- [EXERCISE] Set down, word for word, the passage of the reminiscence about Steve St. John that opens with "Years ago, after" and closes with "my cobwebbed hideyhole.".

- [DOCUMENT EXCERPT]
——————
Years ago, after a fest in Asheville, NC, we motored to our nation’s capital to prolong our journey away from our nation’s smog capital, LaLaLand. Two highlights: 1) Viewing the framed photo of WB’s Magnificent 7, unsmiling, guns drawn, on a wall at the Smithsonian—Wayde Preston, Jack Kelly, John Russell, Peter Brown, Ty Hardin, Jim Garner, and ol’ Hutch. Beats having your picture on a wall at the post office. 2) Meeting Steve St. John. He took Babs and me on a tour of the NATIONAL GEOGRAPHIC, my favorite childhood magazine, until PLAYBOY came along. Steve’s a saint. He gave us a large, framed, color print of a wonderful old clown walking his pet penguin down an ancient street in Italy. Hangs on a wall of my cobwebbed hideyhole.
Steve has sort of a sinister sense of humor. He got hold of some SUGARFOOT comic books and enlarged some of the pictures, craftily adding his own captions. Let’s see. Here’s a good ‘un. Some varmint is lassoin’ Tom “Sugarfoot” Brewster. Tom says, “Dang! Time again for the six o’clock noose.” Tom’s in the bathtub. “Mr. Warner, What do you mean stand up for the European version?” Tom’s astride a stubborn mule. “Tom attempts to get his ass on the road.” Tom’s swimmin’—a huge boulder jes’ misses his head. “You just can’t swim nekkid in the Warner Bros. pond without Clint Walker throwing rocks at you.
——————
- [DATASET EXCERPTS]
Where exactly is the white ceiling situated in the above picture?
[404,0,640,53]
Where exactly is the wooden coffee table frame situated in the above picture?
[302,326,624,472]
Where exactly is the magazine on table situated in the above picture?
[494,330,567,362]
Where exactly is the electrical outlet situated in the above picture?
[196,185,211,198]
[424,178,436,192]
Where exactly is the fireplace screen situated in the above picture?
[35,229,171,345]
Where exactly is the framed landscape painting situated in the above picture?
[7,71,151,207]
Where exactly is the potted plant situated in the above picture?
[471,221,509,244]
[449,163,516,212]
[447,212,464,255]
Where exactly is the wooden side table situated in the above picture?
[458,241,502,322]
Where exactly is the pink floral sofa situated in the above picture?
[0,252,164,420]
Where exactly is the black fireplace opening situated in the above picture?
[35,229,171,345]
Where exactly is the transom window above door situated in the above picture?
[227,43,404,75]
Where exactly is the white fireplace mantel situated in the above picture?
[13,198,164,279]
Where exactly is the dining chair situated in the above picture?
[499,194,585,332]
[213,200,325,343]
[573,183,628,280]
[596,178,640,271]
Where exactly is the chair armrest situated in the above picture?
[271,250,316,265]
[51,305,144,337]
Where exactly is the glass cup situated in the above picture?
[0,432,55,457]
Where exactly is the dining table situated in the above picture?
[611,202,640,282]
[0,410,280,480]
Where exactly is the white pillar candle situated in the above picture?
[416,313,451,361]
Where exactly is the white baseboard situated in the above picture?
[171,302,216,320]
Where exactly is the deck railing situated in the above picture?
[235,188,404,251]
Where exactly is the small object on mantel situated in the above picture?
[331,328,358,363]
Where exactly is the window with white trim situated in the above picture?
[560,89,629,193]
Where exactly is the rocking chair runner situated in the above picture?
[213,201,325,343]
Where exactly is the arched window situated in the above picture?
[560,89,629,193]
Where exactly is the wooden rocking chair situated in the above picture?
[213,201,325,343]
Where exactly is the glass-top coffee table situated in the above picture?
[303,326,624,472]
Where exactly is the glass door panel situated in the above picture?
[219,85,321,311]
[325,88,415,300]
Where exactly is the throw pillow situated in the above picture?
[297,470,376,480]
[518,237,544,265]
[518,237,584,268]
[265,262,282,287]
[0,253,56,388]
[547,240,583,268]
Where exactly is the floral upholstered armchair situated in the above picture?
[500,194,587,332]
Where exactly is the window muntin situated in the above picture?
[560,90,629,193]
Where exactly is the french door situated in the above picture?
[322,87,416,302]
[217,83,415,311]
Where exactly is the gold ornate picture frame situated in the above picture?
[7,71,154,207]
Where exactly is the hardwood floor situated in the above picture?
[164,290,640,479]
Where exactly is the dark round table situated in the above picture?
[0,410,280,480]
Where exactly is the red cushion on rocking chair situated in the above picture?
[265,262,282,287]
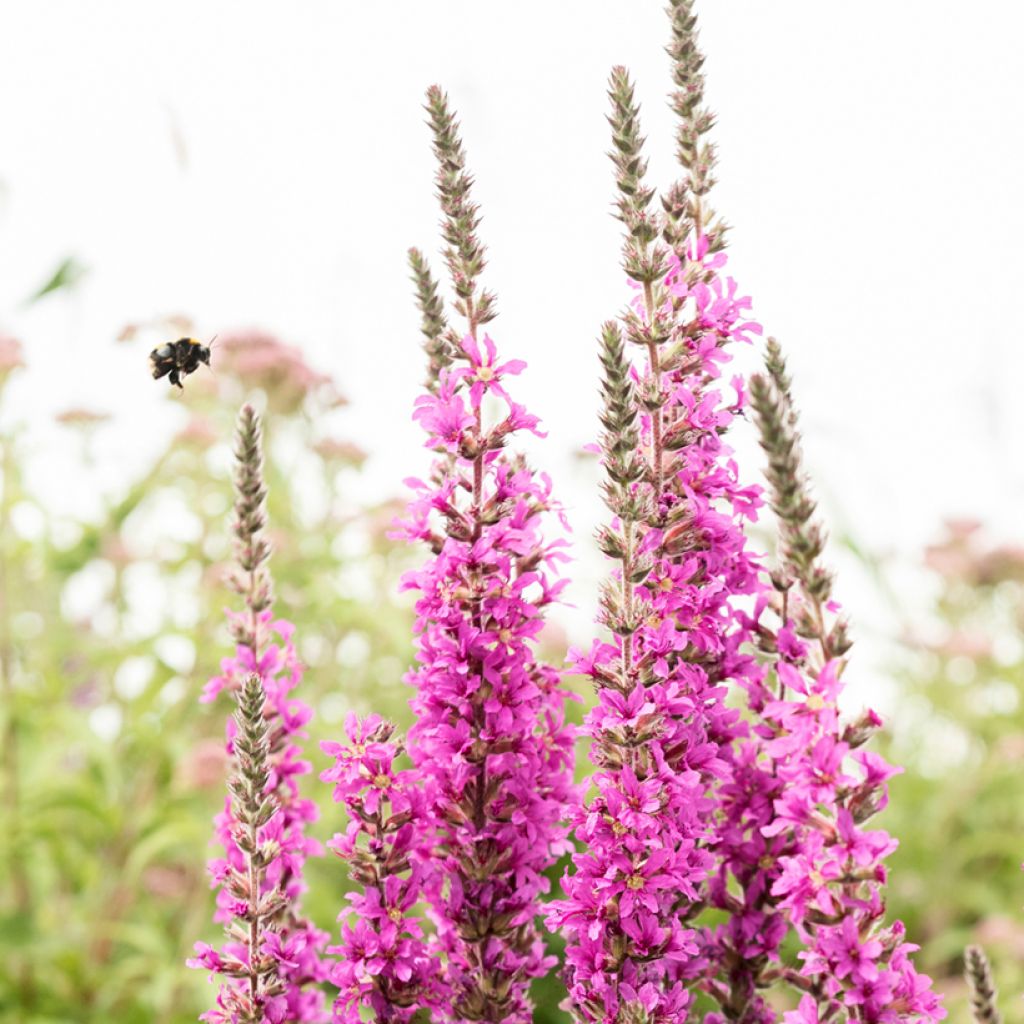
——————
- [COMPLETE RESPONSE]
Years ago, after a fest in Asheville, NC, we motored to our nation’s capital to prolong our journey away from our nation’s smog capital, LaLaLand. Two highlights: 1) Viewing the framed photo of WB’s Magnificent 7, unsmiling, guns drawn, on a wall at the Smithsonian—Wayde Preston, Jack Kelly, John Russell, Peter Brown, Ty Hardin, Jim Garner, and ol’ Hutch. Beats having your picture on a wall at the post office. 2) Meeting Steve St. John. He took Babs and me on a tour of the NATIONAL GEOGRAPHIC, my favorite childhood magazine, until PLAYBOY came along. Steve’s a saint. He gave us a large, framed, color print of a wonderful old clown walking his pet penguin down an ancient street in Italy. Hangs on a wall of my cobwebbed hideyhole.